>> Start Data to use
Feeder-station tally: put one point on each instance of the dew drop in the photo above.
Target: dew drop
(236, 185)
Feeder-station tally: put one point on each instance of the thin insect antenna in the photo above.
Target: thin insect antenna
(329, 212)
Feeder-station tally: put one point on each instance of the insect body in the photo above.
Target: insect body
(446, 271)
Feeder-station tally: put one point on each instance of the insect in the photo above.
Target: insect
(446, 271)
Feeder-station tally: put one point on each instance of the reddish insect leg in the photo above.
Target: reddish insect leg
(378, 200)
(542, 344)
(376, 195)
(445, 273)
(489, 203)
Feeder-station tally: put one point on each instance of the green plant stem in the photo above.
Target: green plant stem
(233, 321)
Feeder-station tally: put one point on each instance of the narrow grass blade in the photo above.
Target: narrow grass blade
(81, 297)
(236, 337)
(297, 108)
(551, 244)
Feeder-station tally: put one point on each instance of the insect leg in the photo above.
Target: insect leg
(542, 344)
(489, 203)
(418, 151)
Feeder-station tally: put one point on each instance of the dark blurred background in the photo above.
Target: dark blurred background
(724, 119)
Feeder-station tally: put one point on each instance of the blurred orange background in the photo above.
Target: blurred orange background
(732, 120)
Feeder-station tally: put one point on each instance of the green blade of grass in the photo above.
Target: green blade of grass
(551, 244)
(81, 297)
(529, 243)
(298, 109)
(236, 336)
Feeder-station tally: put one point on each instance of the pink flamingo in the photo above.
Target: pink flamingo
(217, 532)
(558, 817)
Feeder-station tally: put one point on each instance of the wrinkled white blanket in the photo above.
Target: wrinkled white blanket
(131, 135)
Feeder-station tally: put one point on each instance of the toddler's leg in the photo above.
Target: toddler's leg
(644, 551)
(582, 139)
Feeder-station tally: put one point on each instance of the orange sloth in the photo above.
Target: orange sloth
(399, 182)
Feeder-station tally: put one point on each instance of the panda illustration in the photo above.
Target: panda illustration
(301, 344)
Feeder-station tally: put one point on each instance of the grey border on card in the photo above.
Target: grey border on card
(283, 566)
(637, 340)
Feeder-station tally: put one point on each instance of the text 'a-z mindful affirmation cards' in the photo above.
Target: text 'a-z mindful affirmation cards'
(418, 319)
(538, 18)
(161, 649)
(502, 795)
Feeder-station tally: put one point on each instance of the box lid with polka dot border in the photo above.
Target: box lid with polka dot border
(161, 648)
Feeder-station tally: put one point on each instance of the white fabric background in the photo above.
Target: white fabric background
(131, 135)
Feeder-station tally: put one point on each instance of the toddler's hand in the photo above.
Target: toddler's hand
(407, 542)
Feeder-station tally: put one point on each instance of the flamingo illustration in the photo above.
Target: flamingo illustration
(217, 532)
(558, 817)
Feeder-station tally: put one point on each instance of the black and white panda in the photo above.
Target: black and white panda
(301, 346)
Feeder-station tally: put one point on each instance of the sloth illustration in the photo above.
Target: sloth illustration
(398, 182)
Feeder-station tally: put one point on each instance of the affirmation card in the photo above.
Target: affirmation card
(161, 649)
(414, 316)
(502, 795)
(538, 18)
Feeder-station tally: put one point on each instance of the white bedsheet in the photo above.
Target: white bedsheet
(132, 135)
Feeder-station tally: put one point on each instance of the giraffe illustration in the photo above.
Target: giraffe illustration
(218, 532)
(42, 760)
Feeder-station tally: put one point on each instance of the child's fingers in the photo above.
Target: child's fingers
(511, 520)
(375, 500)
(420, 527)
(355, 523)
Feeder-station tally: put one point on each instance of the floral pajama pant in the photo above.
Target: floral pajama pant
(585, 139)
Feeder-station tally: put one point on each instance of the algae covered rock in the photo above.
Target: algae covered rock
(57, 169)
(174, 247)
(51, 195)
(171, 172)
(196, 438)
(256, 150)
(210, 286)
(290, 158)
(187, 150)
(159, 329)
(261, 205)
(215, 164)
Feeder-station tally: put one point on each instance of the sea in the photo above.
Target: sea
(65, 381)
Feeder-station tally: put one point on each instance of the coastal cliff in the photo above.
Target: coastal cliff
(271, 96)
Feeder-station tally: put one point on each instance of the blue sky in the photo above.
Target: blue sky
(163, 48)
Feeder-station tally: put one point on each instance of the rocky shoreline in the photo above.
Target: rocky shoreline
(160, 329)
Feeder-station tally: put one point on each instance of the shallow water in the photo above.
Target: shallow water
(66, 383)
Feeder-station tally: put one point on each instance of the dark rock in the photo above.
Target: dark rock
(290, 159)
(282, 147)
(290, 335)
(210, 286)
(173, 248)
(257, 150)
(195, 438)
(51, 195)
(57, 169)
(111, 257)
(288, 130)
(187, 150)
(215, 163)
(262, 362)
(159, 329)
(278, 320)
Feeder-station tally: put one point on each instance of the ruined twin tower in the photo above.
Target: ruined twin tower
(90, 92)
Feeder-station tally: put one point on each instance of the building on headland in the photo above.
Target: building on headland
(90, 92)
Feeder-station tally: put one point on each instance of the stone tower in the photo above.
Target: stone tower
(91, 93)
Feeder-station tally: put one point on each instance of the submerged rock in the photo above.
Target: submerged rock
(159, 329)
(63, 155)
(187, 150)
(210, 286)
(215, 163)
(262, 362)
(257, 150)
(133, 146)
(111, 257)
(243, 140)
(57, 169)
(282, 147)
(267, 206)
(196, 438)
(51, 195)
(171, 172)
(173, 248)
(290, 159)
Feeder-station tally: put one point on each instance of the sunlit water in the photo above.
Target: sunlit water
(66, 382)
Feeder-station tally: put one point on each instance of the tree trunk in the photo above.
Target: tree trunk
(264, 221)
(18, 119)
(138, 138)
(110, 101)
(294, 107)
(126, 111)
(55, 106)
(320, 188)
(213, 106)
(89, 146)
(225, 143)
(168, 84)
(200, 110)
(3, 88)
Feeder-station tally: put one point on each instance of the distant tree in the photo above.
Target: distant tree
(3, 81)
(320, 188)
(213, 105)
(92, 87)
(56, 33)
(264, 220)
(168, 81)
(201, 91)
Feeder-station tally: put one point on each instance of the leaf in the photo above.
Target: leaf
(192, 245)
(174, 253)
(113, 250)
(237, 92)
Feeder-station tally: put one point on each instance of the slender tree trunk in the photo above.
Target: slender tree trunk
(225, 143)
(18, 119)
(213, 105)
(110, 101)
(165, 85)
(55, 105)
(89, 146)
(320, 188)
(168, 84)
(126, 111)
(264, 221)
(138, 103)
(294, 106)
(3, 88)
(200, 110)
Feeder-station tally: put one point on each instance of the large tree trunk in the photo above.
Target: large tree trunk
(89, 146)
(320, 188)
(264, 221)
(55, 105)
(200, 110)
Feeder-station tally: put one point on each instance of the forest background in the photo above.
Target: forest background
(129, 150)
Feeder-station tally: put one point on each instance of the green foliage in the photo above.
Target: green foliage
>> End Data to use
> _What is being asked_
Write out the data word for word, beginning at the line that contains "foliage in the photo above." and ending at the last line of the data.

> _Result for this exercise_
Feeder-station tally: put one point on each instance of the green foliage in the photo above.
Target: green foliage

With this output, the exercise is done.